The problem: From the line that has "You are given a photograph. Could you point to the golden" down to the final line of the listing below, transcribe every line exactly, and only those.

(Coordinate annotation entries)
________________________________________

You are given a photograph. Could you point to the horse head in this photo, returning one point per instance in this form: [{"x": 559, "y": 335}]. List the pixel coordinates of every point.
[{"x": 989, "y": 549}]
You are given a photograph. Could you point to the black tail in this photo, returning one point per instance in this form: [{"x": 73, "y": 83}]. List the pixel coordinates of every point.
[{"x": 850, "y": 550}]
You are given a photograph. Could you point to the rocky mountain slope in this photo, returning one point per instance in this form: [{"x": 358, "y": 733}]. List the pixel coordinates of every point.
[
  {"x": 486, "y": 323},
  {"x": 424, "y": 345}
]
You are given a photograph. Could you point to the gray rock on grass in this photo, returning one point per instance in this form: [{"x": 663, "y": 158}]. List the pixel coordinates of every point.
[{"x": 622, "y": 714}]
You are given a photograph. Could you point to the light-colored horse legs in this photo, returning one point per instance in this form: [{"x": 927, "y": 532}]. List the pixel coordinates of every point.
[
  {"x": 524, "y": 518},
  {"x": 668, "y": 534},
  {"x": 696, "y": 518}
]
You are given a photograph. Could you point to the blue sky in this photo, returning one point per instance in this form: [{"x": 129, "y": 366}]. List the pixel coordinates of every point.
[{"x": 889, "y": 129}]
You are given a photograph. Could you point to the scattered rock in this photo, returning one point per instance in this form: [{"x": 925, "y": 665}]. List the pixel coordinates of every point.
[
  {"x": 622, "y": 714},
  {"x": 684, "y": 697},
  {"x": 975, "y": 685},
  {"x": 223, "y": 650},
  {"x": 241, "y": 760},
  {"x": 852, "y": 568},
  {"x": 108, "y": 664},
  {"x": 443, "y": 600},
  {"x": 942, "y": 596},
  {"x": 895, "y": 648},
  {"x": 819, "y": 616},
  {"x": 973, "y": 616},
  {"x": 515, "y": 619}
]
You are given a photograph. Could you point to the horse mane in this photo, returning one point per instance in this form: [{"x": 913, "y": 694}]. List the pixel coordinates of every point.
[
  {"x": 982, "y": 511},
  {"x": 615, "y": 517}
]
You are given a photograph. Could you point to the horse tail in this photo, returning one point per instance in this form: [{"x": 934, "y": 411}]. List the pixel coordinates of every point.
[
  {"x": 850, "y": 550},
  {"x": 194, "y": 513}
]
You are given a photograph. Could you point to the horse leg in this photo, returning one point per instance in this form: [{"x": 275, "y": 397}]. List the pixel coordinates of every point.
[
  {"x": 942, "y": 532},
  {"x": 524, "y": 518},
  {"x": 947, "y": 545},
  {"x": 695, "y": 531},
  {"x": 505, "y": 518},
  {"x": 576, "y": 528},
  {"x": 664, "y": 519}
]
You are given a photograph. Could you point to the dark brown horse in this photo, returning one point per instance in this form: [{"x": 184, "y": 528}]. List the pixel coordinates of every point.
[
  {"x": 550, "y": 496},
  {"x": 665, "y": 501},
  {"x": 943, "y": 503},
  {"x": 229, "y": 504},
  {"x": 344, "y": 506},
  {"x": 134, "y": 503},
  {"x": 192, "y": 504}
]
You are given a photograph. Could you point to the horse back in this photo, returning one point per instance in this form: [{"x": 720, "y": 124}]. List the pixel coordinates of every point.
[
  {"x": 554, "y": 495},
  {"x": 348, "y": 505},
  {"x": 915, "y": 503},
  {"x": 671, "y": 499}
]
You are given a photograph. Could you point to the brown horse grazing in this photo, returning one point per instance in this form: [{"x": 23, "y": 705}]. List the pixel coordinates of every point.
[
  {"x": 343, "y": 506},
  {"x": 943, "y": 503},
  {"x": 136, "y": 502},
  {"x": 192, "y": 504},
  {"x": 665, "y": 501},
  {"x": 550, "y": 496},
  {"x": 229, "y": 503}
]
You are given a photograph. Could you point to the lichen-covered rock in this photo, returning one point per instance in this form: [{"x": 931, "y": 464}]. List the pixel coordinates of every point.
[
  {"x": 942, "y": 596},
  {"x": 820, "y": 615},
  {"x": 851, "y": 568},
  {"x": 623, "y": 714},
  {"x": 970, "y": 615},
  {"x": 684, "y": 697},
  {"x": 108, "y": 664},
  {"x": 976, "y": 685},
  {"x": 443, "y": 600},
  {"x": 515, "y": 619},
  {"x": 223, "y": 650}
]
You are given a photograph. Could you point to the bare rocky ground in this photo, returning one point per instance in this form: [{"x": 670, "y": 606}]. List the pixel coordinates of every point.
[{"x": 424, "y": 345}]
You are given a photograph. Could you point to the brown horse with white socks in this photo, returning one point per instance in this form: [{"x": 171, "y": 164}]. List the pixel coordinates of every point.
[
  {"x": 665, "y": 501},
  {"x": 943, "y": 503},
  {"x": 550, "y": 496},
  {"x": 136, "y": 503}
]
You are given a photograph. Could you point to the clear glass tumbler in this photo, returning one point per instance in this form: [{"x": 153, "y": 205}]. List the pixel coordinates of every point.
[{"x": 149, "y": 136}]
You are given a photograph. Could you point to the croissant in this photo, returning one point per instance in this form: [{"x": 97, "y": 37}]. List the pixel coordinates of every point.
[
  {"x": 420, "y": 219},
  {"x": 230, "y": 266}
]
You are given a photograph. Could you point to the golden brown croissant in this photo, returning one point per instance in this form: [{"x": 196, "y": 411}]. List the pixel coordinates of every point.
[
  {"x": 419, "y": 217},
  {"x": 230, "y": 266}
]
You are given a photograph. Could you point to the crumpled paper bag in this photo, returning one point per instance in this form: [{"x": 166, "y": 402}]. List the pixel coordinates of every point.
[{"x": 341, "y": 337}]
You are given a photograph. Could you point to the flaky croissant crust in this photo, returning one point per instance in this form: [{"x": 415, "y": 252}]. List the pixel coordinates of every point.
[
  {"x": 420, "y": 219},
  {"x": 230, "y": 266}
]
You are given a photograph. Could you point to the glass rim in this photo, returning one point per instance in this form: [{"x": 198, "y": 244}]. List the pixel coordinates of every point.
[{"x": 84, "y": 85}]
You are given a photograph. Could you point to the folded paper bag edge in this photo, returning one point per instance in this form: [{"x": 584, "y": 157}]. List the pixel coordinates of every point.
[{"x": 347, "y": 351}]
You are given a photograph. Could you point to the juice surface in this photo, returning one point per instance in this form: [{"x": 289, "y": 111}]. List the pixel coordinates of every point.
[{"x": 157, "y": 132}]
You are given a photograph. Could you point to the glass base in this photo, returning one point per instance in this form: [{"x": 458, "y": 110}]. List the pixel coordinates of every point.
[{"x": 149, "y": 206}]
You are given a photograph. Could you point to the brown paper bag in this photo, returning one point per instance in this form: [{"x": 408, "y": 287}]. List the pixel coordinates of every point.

________________________________________

Result for this task:
You are given a photograph. Could you point to the golden brown croissant in this photo, returning one point per instance in this form: [{"x": 196, "y": 411}]. List the pixel coordinates of every point.
[
  {"x": 419, "y": 217},
  {"x": 230, "y": 266}
]
You are given a photograph. Could you point to the crumpled paper bag in this photo, returning one point per instance in this form: [{"x": 166, "y": 402}]. List the pixel coordinates of every point.
[{"x": 341, "y": 337}]
You are given a photograph. Could you point to the flaky croissant crust in this photo, returning one point per instance in this form: [{"x": 415, "y": 252}]. List the pixel coordinates of every point.
[
  {"x": 420, "y": 219},
  {"x": 230, "y": 266}
]
You are given a photograph. Could you point to the glass rim in this photo, returning one point per instance in this form: [{"x": 198, "y": 244}]. List the pixel coordinates of every point.
[{"x": 84, "y": 85}]
You are given a photograph. Could you point to the folded paper bag edge in this photo, returning one point per instance in this form: [{"x": 584, "y": 157}]. List the pixel coordinates of every point.
[{"x": 347, "y": 351}]
You are given a photograph. Could you point to the juice surface in this photo, returning one point per instance in this form: [{"x": 289, "y": 111}]. List the pixel coordinates of every point.
[{"x": 157, "y": 132}]
You are given a photograph. Could you point to the glass base in this photo, returning one point per instance in this form: [{"x": 458, "y": 110}]. List the pixel coordinates of every point.
[{"x": 149, "y": 206}]
You are given a photograph. Could you point to the brown paper bag in this photo, returning one point per instance in this form: [{"x": 408, "y": 287}]. List the pixel coordinates of every point.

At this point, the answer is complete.